■ **Selected excerpt**:
Invited Speakers

Adi Shamir, Department of Computer Science, Weizmann Institute of Science, Rehovot, Israel

Bio: Professor Adi Shamir was born in Israel in 1952, and received his PhD from the Weizmann Institute of Science in 1977. He is one of the founders of modern cryptography, and had made significant contributions to many of its branches. In 1977 he co-invented (together with Ron Rivest and Len Adleman) the RSA cryptosystem, which remains the best known and most commonly used public key encryption and signature scheme. Among his other inventions are secret sharing schemes, identity-based schemes, Zero-knowledge identification and signature schemes, ring signatures, and a variety of both classical and side-channel attacks on cryptosystems including differential cryptanalysis, cache attacks, bug attacks, and acoustic attacks. For these contributions he received the Pius XI Gold Medal in 1992, the Turing Award in 2002, the Israel Prize in 2008, and the Japan Prize in 2017. He is a member of the Israeli Academy, the US National Academy of Science, the Academia Europaea, the French Academy of Science, and the Royal Society.

■ **Given problem 1**:
In the rows, add -33 to every coordinate in the answers, starting with the line that contains "of the winding" and going on through the line that contains "<point>251,522</point>". Reproduce only those lines, with the request line included.
The rows below have no connection to the speaker biography.

(Object position labeling entries)
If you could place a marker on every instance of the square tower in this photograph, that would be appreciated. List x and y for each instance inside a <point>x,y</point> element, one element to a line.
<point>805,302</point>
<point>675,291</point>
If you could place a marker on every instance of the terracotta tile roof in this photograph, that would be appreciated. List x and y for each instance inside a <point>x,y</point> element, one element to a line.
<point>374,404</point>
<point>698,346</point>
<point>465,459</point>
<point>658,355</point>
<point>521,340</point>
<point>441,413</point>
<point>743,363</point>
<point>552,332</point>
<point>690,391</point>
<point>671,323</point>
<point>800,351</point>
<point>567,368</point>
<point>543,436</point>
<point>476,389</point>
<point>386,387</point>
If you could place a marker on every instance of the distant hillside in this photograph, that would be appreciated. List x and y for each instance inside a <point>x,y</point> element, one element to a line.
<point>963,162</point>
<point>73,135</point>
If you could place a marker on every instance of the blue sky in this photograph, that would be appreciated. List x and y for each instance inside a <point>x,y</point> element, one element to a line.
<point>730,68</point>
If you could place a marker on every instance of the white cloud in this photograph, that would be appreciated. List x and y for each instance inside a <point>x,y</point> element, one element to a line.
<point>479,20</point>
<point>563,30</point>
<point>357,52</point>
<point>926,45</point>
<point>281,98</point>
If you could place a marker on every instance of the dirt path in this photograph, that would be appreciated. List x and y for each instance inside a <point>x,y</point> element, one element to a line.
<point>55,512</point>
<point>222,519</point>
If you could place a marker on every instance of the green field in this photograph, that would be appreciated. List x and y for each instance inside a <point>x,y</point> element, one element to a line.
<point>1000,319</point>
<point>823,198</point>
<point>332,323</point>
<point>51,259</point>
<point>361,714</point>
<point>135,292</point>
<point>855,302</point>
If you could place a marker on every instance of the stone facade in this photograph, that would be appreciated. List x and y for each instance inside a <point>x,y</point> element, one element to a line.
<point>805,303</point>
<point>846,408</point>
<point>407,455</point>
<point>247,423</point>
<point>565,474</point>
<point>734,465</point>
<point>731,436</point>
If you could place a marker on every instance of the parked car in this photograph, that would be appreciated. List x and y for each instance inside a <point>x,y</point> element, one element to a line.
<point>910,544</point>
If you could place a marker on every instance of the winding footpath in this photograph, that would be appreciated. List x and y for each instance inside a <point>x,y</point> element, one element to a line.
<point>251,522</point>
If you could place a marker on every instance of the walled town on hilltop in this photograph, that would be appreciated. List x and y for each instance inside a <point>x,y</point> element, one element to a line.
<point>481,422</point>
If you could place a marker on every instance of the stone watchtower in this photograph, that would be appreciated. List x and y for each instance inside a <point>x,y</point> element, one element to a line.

■ **Given problem 2**:
List the awards that the speaker biography says Shamir received for his contributions.

■ **Written answer 1**:
If you could place a marker on every instance of the winding footpath in this photograph, that would be appreciated. List x and y for each instance inside a <point>x,y</point> element, one element to a line.
<point>218,489</point>

■ **Written answer 2**:
Pius XI Gold Medal
Turing Award
Israel Prize
Japan Prize